(GIVEN TASK):
Convert the data into a numbered list, starting at the first line and ending at the line that contains "(1323, 562)", including that line. Leave out any blank lines.

(Records)
▬▬▬

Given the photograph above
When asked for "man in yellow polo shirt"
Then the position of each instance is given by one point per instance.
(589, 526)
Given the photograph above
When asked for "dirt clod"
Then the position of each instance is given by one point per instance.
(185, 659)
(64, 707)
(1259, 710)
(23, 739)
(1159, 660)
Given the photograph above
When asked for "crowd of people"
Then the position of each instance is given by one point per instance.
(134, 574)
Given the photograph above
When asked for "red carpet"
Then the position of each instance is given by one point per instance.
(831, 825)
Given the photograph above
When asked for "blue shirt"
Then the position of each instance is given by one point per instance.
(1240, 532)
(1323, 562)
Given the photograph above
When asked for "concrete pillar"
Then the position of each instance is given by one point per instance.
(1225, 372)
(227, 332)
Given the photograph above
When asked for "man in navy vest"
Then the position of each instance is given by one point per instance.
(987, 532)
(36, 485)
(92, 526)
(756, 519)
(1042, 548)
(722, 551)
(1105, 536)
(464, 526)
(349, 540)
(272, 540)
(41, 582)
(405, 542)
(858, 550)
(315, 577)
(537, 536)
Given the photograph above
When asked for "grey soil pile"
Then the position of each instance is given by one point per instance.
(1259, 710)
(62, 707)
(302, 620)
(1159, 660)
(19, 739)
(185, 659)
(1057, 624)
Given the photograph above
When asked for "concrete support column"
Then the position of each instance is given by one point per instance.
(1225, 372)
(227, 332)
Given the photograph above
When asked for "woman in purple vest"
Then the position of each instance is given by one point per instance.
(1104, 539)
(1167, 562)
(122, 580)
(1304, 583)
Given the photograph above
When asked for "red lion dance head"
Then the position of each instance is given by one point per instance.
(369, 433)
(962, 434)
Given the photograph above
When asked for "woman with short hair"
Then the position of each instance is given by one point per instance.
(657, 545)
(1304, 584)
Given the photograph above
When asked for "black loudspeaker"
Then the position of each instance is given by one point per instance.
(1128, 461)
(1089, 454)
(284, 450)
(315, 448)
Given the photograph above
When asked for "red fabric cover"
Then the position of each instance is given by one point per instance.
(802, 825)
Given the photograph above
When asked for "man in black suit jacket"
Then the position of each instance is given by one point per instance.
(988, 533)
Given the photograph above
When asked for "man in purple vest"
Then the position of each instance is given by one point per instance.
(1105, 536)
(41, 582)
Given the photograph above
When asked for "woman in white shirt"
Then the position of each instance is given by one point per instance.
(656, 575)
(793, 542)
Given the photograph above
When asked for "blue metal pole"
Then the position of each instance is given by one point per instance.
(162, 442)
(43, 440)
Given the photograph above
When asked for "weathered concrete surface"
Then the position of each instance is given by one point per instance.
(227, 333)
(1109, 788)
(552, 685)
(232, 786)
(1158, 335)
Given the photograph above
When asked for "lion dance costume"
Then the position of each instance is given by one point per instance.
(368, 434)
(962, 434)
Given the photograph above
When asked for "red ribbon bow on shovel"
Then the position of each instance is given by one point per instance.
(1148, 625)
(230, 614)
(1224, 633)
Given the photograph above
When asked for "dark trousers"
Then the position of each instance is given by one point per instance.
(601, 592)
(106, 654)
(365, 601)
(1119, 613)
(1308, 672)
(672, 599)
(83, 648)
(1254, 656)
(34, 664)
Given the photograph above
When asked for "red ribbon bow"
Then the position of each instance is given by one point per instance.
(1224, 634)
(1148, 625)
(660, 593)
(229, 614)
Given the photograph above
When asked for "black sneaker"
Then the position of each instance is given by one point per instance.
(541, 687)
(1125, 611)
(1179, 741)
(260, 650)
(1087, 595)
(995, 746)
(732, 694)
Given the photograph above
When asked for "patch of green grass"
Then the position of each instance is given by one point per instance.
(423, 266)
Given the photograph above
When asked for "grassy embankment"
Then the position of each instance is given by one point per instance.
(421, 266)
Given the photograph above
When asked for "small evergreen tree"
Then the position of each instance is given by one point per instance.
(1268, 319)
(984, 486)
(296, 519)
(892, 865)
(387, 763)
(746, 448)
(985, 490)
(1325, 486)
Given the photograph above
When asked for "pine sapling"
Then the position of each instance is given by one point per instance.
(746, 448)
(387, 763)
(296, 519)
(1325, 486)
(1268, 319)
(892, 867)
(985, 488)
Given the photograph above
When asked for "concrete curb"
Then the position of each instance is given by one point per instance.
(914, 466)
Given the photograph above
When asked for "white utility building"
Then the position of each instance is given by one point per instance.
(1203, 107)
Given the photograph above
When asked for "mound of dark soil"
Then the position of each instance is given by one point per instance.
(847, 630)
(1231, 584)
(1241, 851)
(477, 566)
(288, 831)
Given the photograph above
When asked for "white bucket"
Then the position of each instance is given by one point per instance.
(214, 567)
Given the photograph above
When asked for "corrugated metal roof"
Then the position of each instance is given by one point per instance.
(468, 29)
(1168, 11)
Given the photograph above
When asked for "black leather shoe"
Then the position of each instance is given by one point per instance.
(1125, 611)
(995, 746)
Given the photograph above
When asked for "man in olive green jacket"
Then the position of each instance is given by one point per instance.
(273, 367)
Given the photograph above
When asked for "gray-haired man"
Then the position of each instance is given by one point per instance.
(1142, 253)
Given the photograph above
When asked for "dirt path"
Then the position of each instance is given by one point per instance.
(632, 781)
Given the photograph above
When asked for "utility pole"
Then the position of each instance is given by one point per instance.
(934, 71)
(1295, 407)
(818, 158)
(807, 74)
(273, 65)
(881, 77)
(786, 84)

▬▬▬

(THE SOLUTION):
1. Given the photograph above
2. When asked for "man in yellow polo shirt"
3. Then the position of each instance is given by one point per instance.
4. (589, 526)
5. Given the photograph above
6. When asked for "dirt clod"
7. Then the position of each instance is given by one point per instance.
8. (185, 659)
9. (64, 707)
10. (1259, 710)
11. (23, 739)
12. (1159, 660)
13. Given the photograph above
14. When asked for "crowd of people"
15. Then the position of each instance is given by one point per instance.
16. (134, 574)
17. Given the photograph above
18. When asked for "red carpet"
19. Then the position of each instance is given by one point per instance.
20. (831, 825)
21. Given the photograph above
22. When asked for "blue shirt"
23. Then the position of each instance is given by one point per instance.
24. (1240, 532)
25. (1323, 562)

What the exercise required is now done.